- [Supplied data]
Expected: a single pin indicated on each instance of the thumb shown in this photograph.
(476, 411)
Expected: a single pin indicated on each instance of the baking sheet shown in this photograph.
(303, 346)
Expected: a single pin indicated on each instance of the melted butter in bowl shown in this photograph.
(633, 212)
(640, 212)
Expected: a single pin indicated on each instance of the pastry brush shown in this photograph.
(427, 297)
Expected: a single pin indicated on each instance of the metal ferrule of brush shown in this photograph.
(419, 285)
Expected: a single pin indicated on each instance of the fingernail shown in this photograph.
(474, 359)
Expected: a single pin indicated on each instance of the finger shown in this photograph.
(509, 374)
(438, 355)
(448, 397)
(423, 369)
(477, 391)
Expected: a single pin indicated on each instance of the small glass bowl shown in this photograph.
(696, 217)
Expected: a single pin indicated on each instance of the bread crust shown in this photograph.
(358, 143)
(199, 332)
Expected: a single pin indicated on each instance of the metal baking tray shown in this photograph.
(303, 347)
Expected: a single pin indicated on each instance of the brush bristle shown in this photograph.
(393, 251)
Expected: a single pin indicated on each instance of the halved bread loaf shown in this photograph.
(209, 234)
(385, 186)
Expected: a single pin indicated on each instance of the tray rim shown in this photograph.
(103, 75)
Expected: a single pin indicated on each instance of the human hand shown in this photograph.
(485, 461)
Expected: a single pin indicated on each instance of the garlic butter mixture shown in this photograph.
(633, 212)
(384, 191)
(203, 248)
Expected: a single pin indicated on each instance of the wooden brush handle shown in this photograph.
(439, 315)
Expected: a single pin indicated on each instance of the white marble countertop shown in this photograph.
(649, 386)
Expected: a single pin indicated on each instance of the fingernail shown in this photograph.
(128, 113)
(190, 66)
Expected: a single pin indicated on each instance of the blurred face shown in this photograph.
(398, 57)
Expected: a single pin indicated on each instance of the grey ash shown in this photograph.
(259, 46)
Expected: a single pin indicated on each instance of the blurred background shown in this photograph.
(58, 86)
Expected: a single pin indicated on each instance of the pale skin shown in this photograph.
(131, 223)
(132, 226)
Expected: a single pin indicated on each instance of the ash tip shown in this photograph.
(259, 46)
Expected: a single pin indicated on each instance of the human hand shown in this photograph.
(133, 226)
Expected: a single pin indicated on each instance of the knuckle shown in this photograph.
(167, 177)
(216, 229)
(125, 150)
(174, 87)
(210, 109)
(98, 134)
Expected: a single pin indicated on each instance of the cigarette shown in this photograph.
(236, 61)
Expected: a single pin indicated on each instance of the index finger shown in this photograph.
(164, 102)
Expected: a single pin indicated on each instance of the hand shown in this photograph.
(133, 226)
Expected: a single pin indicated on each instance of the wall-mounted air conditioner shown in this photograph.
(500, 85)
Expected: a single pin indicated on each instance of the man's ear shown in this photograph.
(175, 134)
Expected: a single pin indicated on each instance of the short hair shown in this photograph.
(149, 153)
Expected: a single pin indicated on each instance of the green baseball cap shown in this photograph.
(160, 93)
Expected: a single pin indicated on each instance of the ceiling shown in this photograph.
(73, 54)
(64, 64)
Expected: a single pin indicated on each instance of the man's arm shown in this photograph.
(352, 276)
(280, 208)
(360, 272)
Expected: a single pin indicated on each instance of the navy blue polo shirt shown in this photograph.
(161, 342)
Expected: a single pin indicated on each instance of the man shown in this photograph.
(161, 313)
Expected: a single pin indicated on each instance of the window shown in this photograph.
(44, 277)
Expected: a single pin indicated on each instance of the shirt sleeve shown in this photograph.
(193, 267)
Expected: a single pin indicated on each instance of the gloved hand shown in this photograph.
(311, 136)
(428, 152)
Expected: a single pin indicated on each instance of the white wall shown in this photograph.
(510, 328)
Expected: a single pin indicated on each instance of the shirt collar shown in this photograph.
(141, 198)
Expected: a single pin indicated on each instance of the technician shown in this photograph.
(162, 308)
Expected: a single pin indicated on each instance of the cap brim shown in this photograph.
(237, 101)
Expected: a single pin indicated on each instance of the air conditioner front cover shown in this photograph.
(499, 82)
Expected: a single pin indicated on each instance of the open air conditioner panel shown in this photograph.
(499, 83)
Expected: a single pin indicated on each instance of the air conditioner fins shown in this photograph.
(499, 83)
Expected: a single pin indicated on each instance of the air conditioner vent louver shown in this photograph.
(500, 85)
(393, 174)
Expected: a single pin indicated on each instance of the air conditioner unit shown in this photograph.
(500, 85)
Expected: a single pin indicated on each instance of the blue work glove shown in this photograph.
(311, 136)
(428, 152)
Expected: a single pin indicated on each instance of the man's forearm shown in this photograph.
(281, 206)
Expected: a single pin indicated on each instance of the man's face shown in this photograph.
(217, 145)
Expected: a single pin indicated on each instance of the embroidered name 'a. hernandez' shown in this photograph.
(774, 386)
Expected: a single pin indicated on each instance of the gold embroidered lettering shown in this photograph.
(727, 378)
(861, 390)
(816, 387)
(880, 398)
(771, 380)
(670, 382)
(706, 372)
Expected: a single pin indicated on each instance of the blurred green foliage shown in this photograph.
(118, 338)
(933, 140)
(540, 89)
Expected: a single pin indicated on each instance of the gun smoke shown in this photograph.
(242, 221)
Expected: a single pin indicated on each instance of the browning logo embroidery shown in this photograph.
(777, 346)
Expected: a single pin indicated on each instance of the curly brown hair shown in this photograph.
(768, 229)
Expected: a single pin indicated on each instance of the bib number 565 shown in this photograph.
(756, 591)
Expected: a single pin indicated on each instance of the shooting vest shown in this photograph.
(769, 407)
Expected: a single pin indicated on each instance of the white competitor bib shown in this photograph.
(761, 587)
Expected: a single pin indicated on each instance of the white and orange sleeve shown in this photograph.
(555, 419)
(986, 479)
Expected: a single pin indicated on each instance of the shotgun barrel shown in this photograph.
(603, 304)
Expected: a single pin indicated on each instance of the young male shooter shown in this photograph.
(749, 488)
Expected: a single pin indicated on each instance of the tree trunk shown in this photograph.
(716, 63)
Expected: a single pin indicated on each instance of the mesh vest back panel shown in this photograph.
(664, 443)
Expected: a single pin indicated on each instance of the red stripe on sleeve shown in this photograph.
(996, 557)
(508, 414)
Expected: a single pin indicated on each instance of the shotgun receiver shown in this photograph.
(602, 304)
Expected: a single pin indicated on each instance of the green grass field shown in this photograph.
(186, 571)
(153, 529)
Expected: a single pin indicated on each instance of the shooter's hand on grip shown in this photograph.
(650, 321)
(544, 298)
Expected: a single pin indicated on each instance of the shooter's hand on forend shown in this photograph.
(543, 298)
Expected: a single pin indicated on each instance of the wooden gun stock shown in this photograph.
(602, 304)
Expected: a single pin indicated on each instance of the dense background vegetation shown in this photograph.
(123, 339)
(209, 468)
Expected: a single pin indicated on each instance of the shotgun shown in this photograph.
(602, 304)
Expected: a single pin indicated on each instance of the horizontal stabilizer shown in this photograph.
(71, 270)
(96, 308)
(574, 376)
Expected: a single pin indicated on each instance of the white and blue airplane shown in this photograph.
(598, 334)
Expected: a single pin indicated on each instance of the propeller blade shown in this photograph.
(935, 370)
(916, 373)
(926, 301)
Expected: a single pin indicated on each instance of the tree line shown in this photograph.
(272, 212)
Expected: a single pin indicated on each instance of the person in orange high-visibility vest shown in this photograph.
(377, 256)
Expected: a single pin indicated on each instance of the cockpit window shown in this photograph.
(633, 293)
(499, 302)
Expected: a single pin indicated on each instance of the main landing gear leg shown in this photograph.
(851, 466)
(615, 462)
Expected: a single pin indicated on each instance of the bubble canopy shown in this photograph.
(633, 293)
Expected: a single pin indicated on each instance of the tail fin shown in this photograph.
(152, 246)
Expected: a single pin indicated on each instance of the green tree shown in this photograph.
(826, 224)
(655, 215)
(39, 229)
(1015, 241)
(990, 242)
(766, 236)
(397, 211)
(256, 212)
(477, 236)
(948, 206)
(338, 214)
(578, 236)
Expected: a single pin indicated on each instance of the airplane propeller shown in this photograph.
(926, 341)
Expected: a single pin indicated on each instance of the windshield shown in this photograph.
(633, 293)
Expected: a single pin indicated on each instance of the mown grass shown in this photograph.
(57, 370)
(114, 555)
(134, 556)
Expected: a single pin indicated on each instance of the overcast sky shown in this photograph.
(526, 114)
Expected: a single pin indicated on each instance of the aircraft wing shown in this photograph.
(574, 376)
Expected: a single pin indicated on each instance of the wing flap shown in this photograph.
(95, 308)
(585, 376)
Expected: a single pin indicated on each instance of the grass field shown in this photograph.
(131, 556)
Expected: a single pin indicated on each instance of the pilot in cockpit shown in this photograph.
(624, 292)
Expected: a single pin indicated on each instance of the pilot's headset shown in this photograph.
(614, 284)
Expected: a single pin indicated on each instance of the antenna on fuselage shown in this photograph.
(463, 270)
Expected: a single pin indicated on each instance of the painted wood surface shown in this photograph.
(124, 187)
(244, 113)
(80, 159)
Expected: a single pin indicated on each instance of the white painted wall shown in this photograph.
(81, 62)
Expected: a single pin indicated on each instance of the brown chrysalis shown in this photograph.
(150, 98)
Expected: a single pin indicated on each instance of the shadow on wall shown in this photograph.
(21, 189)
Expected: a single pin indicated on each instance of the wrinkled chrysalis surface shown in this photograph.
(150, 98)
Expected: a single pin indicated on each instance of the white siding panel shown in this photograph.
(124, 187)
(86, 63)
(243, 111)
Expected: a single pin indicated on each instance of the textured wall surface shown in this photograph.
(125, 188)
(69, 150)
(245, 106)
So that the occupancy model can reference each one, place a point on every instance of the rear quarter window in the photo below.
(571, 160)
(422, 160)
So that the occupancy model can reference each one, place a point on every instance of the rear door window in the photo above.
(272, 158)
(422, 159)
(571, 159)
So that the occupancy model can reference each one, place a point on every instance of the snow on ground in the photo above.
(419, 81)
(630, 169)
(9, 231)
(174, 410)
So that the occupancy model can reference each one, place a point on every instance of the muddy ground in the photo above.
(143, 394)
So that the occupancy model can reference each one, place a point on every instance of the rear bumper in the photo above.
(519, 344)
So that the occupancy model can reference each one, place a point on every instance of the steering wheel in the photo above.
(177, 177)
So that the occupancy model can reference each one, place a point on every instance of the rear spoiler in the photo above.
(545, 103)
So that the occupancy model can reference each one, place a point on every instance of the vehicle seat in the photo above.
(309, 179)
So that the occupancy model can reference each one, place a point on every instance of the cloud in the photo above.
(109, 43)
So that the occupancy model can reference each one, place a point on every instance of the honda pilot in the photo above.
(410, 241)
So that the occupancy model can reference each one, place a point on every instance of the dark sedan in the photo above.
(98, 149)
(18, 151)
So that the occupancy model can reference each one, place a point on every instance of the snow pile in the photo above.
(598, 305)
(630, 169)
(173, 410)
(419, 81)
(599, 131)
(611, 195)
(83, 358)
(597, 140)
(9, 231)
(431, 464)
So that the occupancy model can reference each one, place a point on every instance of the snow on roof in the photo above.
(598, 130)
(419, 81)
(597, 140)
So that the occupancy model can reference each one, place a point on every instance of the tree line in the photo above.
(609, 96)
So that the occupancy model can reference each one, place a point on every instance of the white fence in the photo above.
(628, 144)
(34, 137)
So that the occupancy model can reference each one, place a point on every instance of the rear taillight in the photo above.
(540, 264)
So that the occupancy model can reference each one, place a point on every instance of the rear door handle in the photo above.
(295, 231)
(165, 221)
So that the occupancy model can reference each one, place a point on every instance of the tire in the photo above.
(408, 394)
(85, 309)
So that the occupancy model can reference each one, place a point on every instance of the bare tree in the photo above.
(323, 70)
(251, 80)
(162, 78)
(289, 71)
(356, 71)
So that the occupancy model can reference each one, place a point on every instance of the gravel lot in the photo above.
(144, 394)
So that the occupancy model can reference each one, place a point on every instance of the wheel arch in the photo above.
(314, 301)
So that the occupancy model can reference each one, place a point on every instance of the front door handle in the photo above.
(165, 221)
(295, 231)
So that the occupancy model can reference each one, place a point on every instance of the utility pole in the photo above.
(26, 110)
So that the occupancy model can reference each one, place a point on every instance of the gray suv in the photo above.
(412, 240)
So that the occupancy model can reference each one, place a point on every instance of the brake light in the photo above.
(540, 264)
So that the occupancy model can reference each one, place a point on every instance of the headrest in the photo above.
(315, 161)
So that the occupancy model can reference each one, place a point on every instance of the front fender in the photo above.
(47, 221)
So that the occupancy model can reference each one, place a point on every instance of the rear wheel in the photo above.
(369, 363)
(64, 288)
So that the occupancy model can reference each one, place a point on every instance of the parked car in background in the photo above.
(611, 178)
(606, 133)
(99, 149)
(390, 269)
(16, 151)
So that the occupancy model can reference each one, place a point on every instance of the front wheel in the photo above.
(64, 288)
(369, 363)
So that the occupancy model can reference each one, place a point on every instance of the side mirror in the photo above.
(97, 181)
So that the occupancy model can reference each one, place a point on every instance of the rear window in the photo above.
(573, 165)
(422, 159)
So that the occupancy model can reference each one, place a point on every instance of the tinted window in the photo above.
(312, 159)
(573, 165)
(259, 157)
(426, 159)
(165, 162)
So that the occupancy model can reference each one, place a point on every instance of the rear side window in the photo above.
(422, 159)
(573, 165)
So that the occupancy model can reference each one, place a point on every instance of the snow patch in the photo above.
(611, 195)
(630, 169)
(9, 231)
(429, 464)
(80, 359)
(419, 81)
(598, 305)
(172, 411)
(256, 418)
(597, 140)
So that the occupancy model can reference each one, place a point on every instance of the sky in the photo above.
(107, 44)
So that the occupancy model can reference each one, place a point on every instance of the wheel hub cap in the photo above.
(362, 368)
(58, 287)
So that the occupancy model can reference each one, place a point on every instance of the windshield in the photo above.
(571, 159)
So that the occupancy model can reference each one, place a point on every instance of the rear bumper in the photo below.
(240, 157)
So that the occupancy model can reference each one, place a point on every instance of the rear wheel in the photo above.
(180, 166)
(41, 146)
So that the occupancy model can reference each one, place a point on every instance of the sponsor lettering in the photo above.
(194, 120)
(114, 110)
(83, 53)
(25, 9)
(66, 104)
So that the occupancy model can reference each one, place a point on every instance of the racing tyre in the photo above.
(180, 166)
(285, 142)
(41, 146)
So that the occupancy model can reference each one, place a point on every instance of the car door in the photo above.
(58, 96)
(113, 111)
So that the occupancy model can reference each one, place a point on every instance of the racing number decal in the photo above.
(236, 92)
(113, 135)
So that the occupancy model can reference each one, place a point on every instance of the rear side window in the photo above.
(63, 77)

- [Your instructions] What is wanted is an exact repetition of the lines from the one with "tyre in the photo above." through the last line of the material above, both ends included.

- [Exercise output]
So that the occupancy model can reference each one, place a point on every instance of the racing tyre in the photo above.
(180, 166)
(285, 142)
(41, 146)
So that the occupancy model can reference each one, place a point on every instance of the car door in the photo above.
(58, 96)
(113, 111)
So that the occupancy model can reference each one, place a point on every instance of the racing number decal in the photo above.
(236, 92)
(113, 135)
So that the occupancy model can reference each one, place a point on every instance of the rear side window in the photo above.
(63, 77)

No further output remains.